Please transcribe the data that follows without the pictures, keeping every word the same.

**GIVEN ENTRIES**
* START *

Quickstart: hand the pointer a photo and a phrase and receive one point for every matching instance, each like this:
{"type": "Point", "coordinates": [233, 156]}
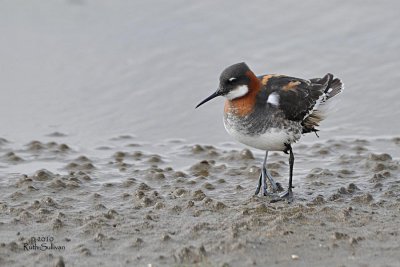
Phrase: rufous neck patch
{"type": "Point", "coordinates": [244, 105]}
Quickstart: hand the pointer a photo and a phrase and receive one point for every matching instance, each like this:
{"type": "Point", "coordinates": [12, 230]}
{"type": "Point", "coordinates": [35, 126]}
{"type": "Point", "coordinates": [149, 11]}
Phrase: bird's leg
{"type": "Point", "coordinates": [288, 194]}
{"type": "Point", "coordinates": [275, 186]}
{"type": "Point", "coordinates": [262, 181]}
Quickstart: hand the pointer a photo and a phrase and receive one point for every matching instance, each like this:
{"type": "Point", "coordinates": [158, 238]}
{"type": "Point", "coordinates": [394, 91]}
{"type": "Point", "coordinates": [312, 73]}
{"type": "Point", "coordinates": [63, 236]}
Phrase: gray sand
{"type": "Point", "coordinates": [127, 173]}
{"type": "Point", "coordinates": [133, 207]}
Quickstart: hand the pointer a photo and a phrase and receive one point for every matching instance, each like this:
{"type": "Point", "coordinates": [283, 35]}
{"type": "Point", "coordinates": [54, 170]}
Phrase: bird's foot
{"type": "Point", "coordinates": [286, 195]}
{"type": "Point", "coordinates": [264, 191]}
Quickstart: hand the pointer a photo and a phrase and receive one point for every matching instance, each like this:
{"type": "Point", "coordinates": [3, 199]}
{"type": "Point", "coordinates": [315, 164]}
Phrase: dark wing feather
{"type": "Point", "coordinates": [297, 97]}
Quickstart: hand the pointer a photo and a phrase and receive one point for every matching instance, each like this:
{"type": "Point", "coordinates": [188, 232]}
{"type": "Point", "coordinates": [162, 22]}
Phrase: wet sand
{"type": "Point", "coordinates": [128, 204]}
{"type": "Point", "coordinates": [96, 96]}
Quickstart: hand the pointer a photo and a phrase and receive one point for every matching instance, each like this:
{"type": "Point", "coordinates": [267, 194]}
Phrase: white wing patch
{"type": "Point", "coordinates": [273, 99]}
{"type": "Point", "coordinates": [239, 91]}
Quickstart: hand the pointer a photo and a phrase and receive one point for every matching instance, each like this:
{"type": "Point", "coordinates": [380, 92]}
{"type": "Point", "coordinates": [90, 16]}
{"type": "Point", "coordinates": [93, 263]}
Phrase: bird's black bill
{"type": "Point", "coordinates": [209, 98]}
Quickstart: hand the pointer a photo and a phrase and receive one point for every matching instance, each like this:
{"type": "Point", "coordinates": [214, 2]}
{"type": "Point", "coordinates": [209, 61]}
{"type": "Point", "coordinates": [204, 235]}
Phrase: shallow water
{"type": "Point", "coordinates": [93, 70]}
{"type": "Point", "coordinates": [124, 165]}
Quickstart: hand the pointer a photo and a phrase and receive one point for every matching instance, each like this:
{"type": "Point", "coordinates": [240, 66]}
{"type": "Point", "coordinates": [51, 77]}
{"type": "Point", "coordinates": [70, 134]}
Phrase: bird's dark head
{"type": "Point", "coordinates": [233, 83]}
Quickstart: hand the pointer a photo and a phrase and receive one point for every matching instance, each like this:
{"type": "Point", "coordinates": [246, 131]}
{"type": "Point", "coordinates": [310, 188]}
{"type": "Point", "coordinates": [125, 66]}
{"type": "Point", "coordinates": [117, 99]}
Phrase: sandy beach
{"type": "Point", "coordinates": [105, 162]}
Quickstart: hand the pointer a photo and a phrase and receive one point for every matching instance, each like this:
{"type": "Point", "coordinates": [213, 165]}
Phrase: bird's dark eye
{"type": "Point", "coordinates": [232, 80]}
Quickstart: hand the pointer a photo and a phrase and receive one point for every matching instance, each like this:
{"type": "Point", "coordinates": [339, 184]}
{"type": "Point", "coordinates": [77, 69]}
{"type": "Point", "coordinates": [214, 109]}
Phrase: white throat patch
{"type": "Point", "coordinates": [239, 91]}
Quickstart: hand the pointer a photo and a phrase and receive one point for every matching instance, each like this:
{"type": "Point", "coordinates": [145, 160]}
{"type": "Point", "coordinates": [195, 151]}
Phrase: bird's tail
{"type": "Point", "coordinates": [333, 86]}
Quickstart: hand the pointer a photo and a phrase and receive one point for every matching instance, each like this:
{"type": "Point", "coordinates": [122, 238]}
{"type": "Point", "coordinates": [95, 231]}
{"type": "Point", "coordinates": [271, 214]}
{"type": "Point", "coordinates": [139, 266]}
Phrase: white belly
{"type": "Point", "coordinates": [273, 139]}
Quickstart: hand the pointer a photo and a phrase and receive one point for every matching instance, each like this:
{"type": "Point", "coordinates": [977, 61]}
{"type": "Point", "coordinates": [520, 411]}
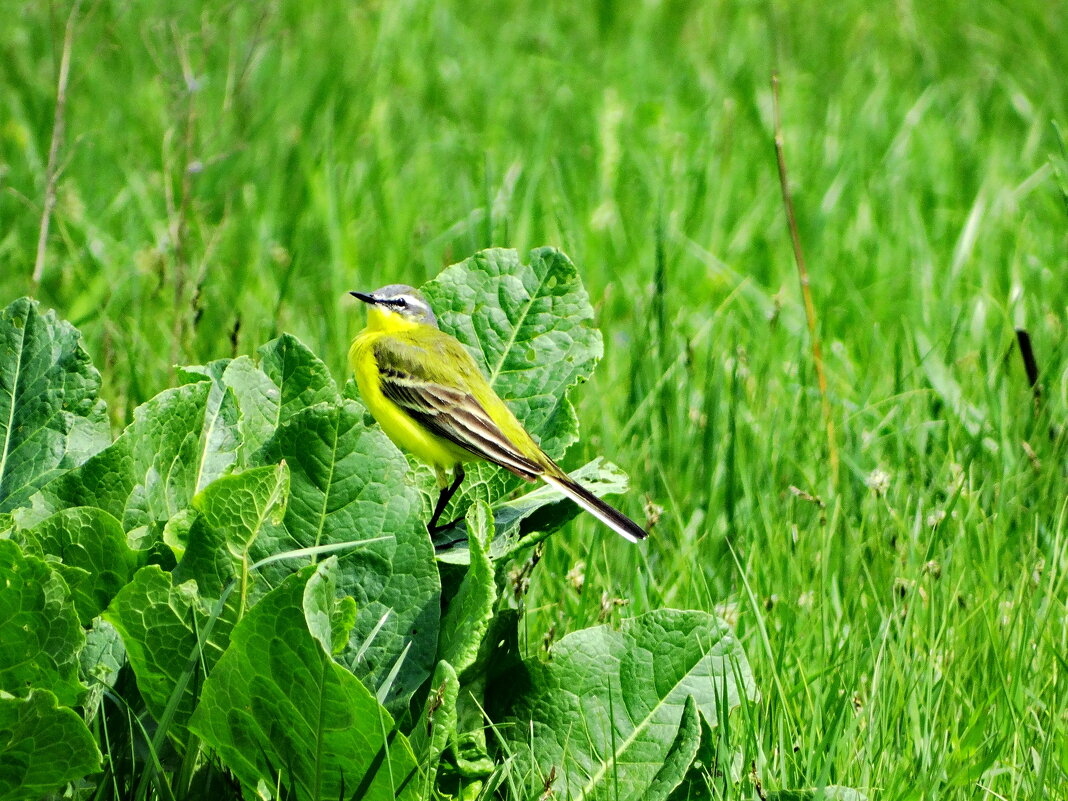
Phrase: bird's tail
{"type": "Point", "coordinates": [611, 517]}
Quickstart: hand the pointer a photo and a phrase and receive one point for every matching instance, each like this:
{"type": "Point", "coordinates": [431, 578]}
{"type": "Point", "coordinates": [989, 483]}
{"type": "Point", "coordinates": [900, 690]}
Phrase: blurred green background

* END *

**FINAL RESULT**
Quickstart: hand the pointer a photo and a phrase and receive one point for every matching instance, each like this:
{"type": "Point", "coordinates": [233, 156]}
Phrase: rufous neck patch
{"type": "Point", "coordinates": [244, 105]}
Quickstart: hand the pointer a photo and a phrase and receive one point for every matching instance, each like this:
{"type": "Point", "coordinates": [12, 230]}
{"type": "Point", "coordinates": [35, 126]}
{"type": "Point", "coordinates": [149, 11]}
Phrase: bird's leg
{"type": "Point", "coordinates": [288, 194]}
{"type": "Point", "coordinates": [275, 186]}
{"type": "Point", "coordinates": [262, 181]}
Quickstart: hand the pointer a photo and a phrase and receive one point for every matching instance, each like this:
{"type": "Point", "coordinates": [158, 238]}
{"type": "Point", "coordinates": [394, 91]}
{"type": "Point", "coordinates": [312, 73]}
{"type": "Point", "coordinates": [63, 236]}
Phrase: gray sand
{"type": "Point", "coordinates": [127, 173]}
{"type": "Point", "coordinates": [133, 207]}
Quickstart: hand the pointer a photo and a phrase and receive one point for every matching instance, each like this:
{"type": "Point", "coordinates": [283, 35]}
{"type": "Point", "coordinates": [54, 170]}
Phrase: bird's foot
{"type": "Point", "coordinates": [286, 195]}
{"type": "Point", "coordinates": [264, 191]}
Quickstart: hand the pointer a photo and a phrase and receive one point for every matching instance, each like this:
{"type": "Point", "coordinates": [3, 199]}
{"type": "Point", "coordinates": [315, 164]}
Phrase: dark wing feather
{"type": "Point", "coordinates": [297, 97]}
Quickstart: hand the pointer a photo and a phrase and receive one point for every matching instance, each like this:
{"type": "Point", "coordinates": [188, 232]}
{"type": "Point", "coordinates": [162, 22]}
Phrase: wet sand
{"type": "Point", "coordinates": [128, 204]}
{"type": "Point", "coordinates": [96, 96]}
Quickstart: hand the pointer a photo and a phrase and receive one point for every matching instance, each like this:
{"type": "Point", "coordinates": [267, 194]}
Phrase: white wing patch
{"type": "Point", "coordinates": [273, 99]}
{"type": "Point", "coordinates": [239, 91]}
Quickstart: hand the pointer a photo and a phrase and receive one point for every matching instance, each like this:
{"type": "Point", "coordinates": [380, 92]}
{"type": "Point", "coordinates": [90, 16]}
{"type": "Point", "coordinates": [93, 263]}
Phrase: bird's black bill
{"type": "Point", "coordinates": [209, 98]}
Quickstart: hand the pointer a photo and a phrase and receive one point for every matching instance, each like this:
{"type": "Point", "coordinates": [214, 2]}
{"type": "Point", "coordinates": [209, 61]}
{"type": "Point", "coordinates": [204, 235]}
Phrase: shallow water
{"type": "Point", "coordinates": [93, 70]}
{"type": "Point", "coordinates": [124, 165]}
Quickstart: hand the pointer a photo and a phrase and receive one point for every matching instance, each like this:
{"type": "Point", "coordinates": [240, 66]}
{"type": "Point", "coordinates": [51, 77]}
{"type": "Point", "coordinates": [70, 134]}
Phrase: bird's dark head
{"type": "Point", "coordinates": [233, 83]}
Quickstart: hand the pointer a photo and a phrase and receive one point for every matching instance, each like this:
{"type": "Point", "coordinates": [246, 131]}
{"type": "Point", "coordinates": [310, 188]}
{"type": "Point", "coordinates": [125, 66]}
{"type": "Point", "coordinates": [117, 99]}
Phrase: sandy beach
{"type": "Point", "coordinates": [105, 162]}
Quickstart: hand the pointer a photo and a phrase and receive one point for every matching instance, each like this:
{"type": "Point", "coordinates": [213, 165]}
Phrase: bird's dark eye
{"type": "Point", "coordinates": [232, 80]}
Quickstart: hand the pointer a photo and a phrase and receive one point for every matching instance, each like this:
{"type": "Point", "coordinates": [339, 184]}
{"type": "Point", "coordinates": [77, 69]}
{"type": "Point", "coordinates": [214, 109]}
Phrase: white throat patch
{"type": "Point", "coordinates": [239, 91]}
Quickstart: hand the pointer a photo and a phrase and receive one point for every matching instance, each like this:
{"type": "Point", "coordinates": [145, 160]}
{"type": "Point", "coordinates": [195, 151]}
Phrase: bird's tail
{"type": "Point", "coordinates": [333, 86]}
Quickstart: hand the pointer a photo and a phrase and receive one point for every matching instance, each like this:
{"type": "Point", "coordinates": [122, 238]}
{"type": "Point", "coordinates": [95, 231]}
{"type": "Point", "coordinates": [271, 214]}
{"type": "Point", "coordinates": [139, 266]}
Phrase: white belly
{"type": "Point", "coordinates": [273, 139]}
Quickstart: hand the pointer a photo and a phrase and receive one point for every matching instance, each like this:
{"type": "Point", "coordinates": [977, 61]}
{"type": "Point", "coordinates": [520, 411]}
Phrase: bird's tail
{"type": "Point", "coordinates": [611, 517]}
Quickstart: hand the pointer a photo and a phrase and receive one point for every matching instance, each like this:
{"type": "Point", "coordinates": [431, 578]}
{"type": "Point", "coordinates": [989, 483]}
{"type": "Point", "coordinates": [900, 690]}
Phrase: blurred green background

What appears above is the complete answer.